Task brief :: Set out the rows below as a numbered list, and leave out any blank lines.
======== Records
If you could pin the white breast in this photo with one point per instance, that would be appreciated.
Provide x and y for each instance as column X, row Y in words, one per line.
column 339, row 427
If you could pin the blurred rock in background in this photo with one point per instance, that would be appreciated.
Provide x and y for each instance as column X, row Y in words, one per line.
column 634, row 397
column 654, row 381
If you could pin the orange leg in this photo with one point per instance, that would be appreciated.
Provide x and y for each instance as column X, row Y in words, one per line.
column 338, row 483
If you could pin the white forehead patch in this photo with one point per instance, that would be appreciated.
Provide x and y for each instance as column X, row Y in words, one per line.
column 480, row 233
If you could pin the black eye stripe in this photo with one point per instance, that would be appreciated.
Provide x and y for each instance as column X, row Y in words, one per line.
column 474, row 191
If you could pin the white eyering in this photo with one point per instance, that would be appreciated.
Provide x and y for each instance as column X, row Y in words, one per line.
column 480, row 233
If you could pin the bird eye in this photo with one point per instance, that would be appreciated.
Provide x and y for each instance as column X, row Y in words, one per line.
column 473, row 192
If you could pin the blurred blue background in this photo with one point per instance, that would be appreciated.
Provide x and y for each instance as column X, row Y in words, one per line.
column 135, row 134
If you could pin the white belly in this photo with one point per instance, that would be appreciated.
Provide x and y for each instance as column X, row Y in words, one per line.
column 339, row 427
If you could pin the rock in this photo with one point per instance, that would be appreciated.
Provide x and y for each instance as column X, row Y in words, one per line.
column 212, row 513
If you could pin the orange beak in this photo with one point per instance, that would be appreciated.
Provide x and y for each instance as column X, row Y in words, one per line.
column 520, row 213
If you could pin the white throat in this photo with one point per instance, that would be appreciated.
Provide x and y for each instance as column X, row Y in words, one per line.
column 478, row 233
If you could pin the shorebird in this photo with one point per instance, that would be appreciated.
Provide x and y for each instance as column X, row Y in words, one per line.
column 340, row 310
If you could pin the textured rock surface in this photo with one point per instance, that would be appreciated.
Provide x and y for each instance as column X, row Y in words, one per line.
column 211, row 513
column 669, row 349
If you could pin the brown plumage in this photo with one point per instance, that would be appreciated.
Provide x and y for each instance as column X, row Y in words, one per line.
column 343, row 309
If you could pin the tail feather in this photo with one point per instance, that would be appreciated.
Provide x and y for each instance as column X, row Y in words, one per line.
================
Task output ::
1. If you could pin the white breast in this photo with one point per instance, that would be appreciated.
2. Provide x and y for each instance as column X, row Y in words, one per line.
3. column 339, row 427
4. If you could pin the blurred rock in background in this photo with one point per instance, that would be appreciated.
5. Provide x and y for each instance as column X, row Y in words, one per line.
6. column 634, row 397
7. column 654, row 381
8. If you could pin the orange leg in this photo with one point per instance, that would be appreciated.
9. Provide x and y for each instance as column X, row Y in words, one per line.
10. column 338, row 483
11. If you could pin the white forehead patch in this photo with one point per instance, that would be appreciated.
12. Provide x and y for each instance as column X, row Y in words, one per line.
13. column 480, row 233
14. If you could pin the black eye stripe in this photo with one point per instance, that would be appreciated.
15. Provide x and y for each instance as column X, row Y in words, one per line.
16. column 474, row 191
17. If you could pin the white eyering in this photo with one point per instance, that would be appreciated.
18. Provide x and y for each instance as column X, row Y in words, one per line.
19. column 480, row 233
20. If you could pin the bird eye in this photo with one point per instance, that would be appreciated.
21. Provide x and y for each instance as column X, row Y in words, one per line.
22. column 473, row 192
23. If you could pin the blurred blue background in this photo with one point per instance, that would be appreciated.
24. Provide x and y for each instance as column X, row Y in words, one per line.
25. column 135, row 134
26. If you could pin the white belly in this photo with one point per instance, that would be appreciated.
27. Provide x and y for each instance as column X, row Y in words, one per line.
28. column 339, row 427
29. If you could pin the rock in this photo with one point per instance, that would be appreciated.
30. Provide x and y for each instance as column X, row Y in words, one per line.
31. column 212, row 513
32. If you could pin the orange beak in this photo with one point per instance, that would be appreciated.
33. Provide x and y for each instance as column X, row Y in words, one per line.
34. column 520, row 213
35. If you could pin the white throat in this photo with one point per instance, that would be appreciated.
36. Provide x and y for each instance as column X, row Y in words, one per line.
37. column 478, row 233
38. If you could pin the shorebird in this photo with one point per instance, that would be appreciated.
39. Provide x and y for each instance as column X, row Y in words, one per line.
40. column 340, row 310
41. If you could pin the textured rock surface in this photo with one point per instance, that would be appreciated.
42. Provide x and y for each instance as column X, row Y in words, one per line.
43. column 211, row 513
44. column 669, row 349
45. If you could pin the brown plumage in this photo with one point per instance, that would be appreciated.
46. Provide x and y for each instance as column X, row Y in words, one per line.
47. column 343, row 309
48. If you could pin the tail feather in this photo with one point per instance, that would be appreciated.
49. Provide x and y for each instance as column X, row Y in words, one per line.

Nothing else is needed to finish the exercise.